### Problem statement
Tally the lines in the items below that contain the string "mast", and reply with the number alone.

Records from a collection
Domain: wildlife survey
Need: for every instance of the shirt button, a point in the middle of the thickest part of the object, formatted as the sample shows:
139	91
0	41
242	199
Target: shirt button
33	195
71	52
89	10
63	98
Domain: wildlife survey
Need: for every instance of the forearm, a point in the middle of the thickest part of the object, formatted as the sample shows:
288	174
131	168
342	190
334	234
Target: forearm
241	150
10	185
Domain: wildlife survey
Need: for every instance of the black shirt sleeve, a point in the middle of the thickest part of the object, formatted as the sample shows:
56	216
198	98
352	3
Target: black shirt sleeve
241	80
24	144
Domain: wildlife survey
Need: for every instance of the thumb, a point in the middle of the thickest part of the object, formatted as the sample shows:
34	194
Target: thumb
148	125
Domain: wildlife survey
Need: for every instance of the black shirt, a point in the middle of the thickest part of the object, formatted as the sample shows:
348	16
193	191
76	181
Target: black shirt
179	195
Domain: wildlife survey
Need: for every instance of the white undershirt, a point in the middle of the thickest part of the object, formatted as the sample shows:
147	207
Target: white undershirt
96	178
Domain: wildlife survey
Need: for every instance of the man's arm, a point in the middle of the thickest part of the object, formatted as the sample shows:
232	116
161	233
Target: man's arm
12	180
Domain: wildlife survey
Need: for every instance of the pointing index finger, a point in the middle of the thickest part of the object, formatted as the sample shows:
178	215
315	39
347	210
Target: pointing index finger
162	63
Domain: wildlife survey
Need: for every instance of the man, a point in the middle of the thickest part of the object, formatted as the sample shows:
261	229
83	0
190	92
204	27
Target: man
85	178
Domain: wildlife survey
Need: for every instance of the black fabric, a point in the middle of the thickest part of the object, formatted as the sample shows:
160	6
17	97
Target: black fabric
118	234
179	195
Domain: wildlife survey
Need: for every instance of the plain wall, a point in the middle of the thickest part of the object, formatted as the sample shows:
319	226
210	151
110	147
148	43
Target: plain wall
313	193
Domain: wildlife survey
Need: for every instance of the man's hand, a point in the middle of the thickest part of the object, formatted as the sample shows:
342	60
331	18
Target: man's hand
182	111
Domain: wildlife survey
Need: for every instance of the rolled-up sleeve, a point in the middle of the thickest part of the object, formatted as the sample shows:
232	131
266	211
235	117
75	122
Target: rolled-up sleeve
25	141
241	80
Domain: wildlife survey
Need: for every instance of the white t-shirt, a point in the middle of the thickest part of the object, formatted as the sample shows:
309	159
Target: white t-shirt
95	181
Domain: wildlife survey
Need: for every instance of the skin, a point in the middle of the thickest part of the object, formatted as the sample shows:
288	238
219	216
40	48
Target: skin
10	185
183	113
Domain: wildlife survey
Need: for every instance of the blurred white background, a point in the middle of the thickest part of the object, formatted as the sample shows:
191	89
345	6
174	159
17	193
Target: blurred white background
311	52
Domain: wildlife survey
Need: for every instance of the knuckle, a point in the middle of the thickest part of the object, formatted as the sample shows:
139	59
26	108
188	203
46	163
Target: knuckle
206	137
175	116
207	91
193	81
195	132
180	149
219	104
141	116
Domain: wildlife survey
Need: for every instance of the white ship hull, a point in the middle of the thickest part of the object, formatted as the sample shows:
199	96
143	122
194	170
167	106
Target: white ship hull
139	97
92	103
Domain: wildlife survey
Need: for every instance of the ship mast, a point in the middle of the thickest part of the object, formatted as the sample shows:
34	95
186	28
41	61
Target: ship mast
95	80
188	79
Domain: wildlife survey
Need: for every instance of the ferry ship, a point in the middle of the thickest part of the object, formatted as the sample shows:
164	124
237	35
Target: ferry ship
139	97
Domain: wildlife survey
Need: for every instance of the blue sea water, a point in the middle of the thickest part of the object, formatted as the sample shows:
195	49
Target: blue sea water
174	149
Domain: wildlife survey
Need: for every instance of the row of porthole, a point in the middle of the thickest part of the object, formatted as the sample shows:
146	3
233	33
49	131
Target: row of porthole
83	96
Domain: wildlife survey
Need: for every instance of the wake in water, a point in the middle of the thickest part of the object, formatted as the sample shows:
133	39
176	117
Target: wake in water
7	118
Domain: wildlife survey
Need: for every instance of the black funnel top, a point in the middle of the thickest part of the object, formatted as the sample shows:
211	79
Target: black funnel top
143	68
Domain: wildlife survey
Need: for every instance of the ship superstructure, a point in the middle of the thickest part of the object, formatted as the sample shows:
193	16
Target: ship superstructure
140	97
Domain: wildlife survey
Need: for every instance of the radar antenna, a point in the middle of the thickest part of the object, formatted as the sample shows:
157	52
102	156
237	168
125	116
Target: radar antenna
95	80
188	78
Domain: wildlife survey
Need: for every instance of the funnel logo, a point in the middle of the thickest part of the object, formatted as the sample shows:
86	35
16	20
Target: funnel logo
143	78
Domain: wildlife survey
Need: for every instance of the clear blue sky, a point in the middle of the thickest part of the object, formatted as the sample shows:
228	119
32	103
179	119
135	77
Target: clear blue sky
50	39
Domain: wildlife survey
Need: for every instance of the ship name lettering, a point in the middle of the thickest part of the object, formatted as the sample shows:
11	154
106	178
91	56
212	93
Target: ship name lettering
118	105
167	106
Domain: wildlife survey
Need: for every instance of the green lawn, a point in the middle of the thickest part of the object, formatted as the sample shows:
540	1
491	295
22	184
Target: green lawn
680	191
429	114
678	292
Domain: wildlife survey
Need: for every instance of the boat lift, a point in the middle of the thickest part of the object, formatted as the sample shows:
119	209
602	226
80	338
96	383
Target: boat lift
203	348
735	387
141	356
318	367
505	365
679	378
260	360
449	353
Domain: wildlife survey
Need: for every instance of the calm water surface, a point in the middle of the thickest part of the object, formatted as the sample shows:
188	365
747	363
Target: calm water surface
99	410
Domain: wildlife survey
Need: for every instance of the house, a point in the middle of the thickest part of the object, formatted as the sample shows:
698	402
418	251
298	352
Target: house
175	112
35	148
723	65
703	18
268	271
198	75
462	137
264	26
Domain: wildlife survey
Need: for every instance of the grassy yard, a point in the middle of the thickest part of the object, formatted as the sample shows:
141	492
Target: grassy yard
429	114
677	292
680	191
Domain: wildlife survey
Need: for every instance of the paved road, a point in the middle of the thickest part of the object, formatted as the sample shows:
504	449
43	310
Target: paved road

### Solution for this exercise
2